Add 109 to every bounding-box coordinate in the answers of the listing below, and reproduce the listing from its start through the line containing "xmin=714 ymin=25 xmax=800 ymax=232", requests included. Omit the pictures and everything after that line.

-------- Exercise inputs

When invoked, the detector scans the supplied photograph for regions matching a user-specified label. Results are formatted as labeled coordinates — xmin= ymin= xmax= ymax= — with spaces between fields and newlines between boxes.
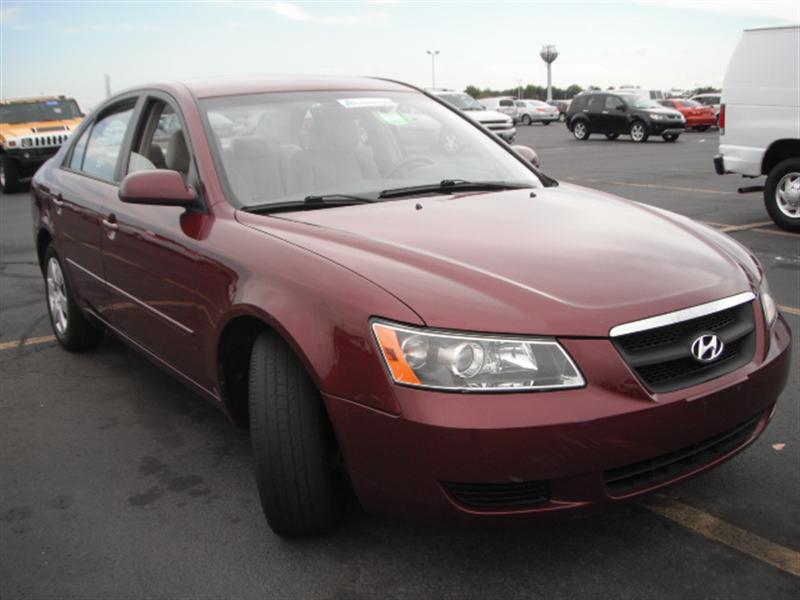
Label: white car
xmin=429 ymin=90 xmax=517 ymax=144
xmin=515 ymin=100 xmax=559 ymax=125
xmin=714 ymin=25 xmax=800 ymax=232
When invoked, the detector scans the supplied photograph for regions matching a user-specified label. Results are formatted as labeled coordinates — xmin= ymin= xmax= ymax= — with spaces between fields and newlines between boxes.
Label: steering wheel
xmin=386 ymin=156 xmax=436 ymax=177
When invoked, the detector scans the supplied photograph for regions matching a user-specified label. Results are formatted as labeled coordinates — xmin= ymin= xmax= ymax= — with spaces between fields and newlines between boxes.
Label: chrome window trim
xmin=609 ymin=292 xmax=756 ymax=338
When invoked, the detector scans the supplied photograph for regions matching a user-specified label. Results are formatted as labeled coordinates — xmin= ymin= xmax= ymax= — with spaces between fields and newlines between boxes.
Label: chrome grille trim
xmin=609 ymin=292 xmax=756 ymax=338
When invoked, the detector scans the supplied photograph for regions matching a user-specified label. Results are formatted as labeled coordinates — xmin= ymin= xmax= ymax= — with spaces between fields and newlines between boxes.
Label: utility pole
xmin=425 ymin=50 xmax=439 ymax=89
xmin=539 ymin=45 xmax=558 ymax=102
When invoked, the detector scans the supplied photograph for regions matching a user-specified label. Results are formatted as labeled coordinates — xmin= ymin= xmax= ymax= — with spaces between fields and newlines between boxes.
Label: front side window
xmin=201 ymin=91 xmax=542 ymax=207
xmin=81 ymin=106 xmax=133 ymax=181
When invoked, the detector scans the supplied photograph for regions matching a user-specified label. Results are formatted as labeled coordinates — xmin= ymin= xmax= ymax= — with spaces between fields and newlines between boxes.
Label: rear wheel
xmin=44 ymin=244 xmax=103 ymax=351
xmin=630 ymin=121 xmax=650 ymax=144
xmin=764 ymin=158 xmax=800 ymax=232
xmin=249 ymin=332 xmax=346 ymax=537
xmin=572 ymin=120 xmax=591 ymax=142
xmin=0 ymin=154 xmax=20 ymax=194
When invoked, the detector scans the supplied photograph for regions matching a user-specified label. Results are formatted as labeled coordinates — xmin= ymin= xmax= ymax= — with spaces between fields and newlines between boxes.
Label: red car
xmin=32 ymin=78 xmax=790 ymax=535
xmin=660 ymin=98 xmax=717 ymax=131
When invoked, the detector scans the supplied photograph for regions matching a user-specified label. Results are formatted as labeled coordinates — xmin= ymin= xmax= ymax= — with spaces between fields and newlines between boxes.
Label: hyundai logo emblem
xmin=692 ymin=333 xmax=725 ymax=363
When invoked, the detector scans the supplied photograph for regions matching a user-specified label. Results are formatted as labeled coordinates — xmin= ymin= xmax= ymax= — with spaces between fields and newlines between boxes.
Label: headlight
xmin=372 ymin=321 xmax=585 ymax=392
xmin=759 ymin=275 xmax=778 ymax=328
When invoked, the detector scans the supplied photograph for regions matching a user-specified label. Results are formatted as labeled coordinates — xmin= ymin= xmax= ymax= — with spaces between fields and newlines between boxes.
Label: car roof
xmin=129 ymin=75 xmax=416 ymax=98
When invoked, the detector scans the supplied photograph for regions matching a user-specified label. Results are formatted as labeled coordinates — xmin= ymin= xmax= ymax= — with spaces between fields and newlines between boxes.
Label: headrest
xmin=231 ymin=135 xmax=269 ymax=159
xmin=166 ymin=129 xmax=189 ymax=173
xmin=308 ymin=106 xmax=359 ymax=152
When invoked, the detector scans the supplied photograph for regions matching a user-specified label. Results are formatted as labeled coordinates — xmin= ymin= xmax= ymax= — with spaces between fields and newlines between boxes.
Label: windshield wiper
xmin=378 ymin=179 xmax=533 ymax=198
xmin=242 ymin=194 xmax=378 ymax=213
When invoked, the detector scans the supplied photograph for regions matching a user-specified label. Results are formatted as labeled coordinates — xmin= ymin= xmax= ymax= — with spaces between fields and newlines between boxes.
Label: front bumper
xmin=325 ymin=317 xmax=790 ymax=522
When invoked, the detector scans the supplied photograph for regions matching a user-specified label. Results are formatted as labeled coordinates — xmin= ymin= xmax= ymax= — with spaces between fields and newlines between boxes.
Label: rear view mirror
xmin=511 ymin=145 xmax=541 ymax=168
xmin=119 ymin=169 xmax=197 ymax=208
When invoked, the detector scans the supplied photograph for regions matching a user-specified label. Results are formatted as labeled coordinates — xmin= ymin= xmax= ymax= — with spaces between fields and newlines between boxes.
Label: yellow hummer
xmin=0 ymin=96 xmax=83 ymax=194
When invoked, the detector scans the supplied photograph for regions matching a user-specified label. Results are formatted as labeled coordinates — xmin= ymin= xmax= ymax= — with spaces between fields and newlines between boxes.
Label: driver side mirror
xmin=511 ymin=145 xmax=541 ymax=169
xmin=119 ymin=169 xmax=197 ymax=208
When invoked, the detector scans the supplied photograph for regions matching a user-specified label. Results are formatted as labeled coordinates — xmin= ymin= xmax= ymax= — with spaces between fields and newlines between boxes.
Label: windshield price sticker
xmin=338 ymin=98 xmax=395 ymax=108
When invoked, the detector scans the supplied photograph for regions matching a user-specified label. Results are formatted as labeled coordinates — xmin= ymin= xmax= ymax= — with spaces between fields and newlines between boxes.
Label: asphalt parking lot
xmin=0 ymin=124 xmax=800 ymax=599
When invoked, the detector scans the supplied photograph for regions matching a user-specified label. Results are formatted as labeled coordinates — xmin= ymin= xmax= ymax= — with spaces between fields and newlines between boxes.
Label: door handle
xmin=103 ymin=215 xmax=119 ymax=231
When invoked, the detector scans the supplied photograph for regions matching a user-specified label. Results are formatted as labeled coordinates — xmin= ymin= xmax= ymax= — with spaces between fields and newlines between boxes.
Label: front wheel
xmin=44 ymin=244 xmax=103 ymax=352
xmin=0 ymin=154 xmax=20 ymax=194
xmin=572 ymin=121 xmax=591 ymax=142
xmin=630 ymin=121 xmax=650 ymax=144
xmin=248 ymin=332 xmax=345 ymax=537
xmin=764 ymin=158 xmax=800 ymax=232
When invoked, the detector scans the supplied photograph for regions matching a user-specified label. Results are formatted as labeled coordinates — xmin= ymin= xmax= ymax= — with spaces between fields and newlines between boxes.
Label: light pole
xmin=425 ymin=50 xmax=439 ymax=89
xmin=539 ymin=45 xmax=558 ymax=102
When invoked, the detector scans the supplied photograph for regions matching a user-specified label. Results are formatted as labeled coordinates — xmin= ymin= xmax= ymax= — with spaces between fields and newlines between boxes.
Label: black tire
xmin=630 ymin=121 xmax=650 ymax=144
xmin=572 ymin=119 xmax=592 ymax=142
xmin=249 ymin=332 xmax=345 ymax=537
xmin=44 ymin=244 xmax=103 ymax=352
xmin=764 ymin=158 xmax=800 ymax=233
xmin=0 ymin=154 xmax=21 ymax=194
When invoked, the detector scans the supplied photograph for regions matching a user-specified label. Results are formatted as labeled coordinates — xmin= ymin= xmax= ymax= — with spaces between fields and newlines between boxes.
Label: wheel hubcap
xmin=47 ymin=258 xmax=67 ymax=335
xmin=775 ymin=173 xmax=800 ymax=219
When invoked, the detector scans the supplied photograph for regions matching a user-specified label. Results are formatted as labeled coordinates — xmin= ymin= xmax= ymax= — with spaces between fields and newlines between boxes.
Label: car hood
xmin=464 ymin=110 xmax=511 ymax=123
xmin=237 ymin=184 xmax=757 ymax=337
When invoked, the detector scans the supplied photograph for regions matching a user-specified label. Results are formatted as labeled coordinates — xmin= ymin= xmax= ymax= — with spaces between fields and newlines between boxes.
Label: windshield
xmin=201 ymin=91 xmax=542 ymax=208
xmin=438 ymin=94 xmax=483 ymax=110
xmin=0 ymin=100 xmax=81 ymax=123
xmin=622 ymin=94 xmax=664 ymax=109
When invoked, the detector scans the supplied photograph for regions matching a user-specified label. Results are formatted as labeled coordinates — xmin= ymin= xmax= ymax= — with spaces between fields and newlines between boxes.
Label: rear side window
xmin=81 ymin=106 xmax=133 ymax=181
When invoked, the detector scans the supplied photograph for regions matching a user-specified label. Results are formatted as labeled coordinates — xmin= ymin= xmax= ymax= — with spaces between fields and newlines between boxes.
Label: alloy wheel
xmin=47 ymin=258 xmax=69 ymax=336
xmin=775 ymin=172 xmax=800 ymax=219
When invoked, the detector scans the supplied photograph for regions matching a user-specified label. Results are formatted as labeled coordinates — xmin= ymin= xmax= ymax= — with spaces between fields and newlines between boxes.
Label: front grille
xmin=603 ymin=414 xmax=761 ymax=496
xmin=33 ymin=134 xmax=67 ymax=147
xmin=612 ymin=302 xmax=756 ymax=393
xmin=442 ymin=481 xmax=550 ymax=510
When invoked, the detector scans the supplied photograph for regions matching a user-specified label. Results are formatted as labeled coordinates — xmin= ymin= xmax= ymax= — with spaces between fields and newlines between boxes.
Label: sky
xmin=0 ymin=0 xmax=800 ymax=109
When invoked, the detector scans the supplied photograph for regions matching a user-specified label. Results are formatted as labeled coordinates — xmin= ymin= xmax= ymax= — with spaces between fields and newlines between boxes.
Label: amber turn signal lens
xmin=373 ymin=323 xmax=420 ymax=385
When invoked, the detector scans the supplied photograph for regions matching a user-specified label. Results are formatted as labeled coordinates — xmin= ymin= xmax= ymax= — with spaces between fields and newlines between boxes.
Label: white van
xmin=714 ymin=26 xmax=800 ymax=232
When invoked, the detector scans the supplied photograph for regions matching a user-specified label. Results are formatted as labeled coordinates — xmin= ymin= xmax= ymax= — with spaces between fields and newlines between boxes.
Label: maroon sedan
xmin=32 ymin=78 xmax=790 ymax=535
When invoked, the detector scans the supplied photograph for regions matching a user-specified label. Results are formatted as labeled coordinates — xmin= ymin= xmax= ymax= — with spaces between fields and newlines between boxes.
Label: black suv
xmin=566 ymin=92 xmax=686 ymax=142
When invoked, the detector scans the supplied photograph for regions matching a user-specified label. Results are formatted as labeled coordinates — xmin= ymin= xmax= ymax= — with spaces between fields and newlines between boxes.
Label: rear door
xmin=103 ymin=92 xmax=214 ymax=390
xmin=51 ymin=96 xmax=137 ymax=312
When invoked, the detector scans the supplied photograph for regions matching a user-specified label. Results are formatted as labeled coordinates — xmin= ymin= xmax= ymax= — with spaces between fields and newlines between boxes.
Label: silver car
xmin=515 ymin=100 xmax=559 ymax=125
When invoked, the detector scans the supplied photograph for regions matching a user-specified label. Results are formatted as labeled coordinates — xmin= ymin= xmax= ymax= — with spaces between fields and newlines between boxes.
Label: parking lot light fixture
xmin=425 ymin=50 xmax=439 ymax=89
xmin=539 ymin=44 xmax=558 ymax=102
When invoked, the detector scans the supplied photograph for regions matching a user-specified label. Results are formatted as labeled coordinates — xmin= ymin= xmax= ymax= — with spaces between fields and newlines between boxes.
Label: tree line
xmin=464 ymin=83 xmax=720 ymax=100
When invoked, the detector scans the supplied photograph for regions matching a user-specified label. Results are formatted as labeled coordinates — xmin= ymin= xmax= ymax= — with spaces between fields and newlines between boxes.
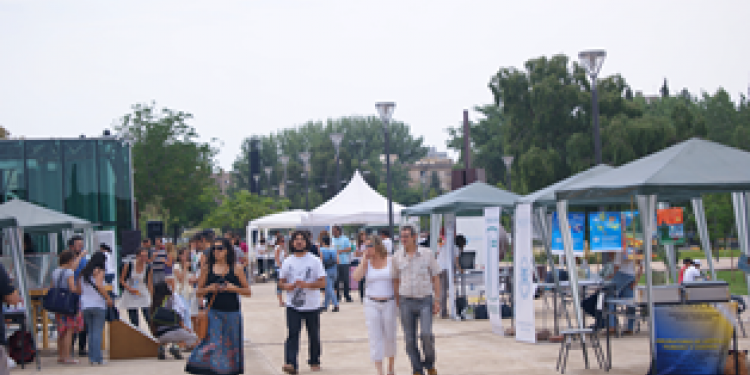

----------------

Task output:
When invoked, the detector scans the supplied photograph for regions matching a user-specified label. Results are formatted as labeled coordinates — xmin= ymin= xmax= ymax= — with spaces between fields and newlines between boxes.
Label: white car
xmin=538 ymin=199 xmax=626 ymax=253
xmin=624 ymin=209 xmax=668 ymax=234
xmin=823 ymin=134 xmax=909 ymax=341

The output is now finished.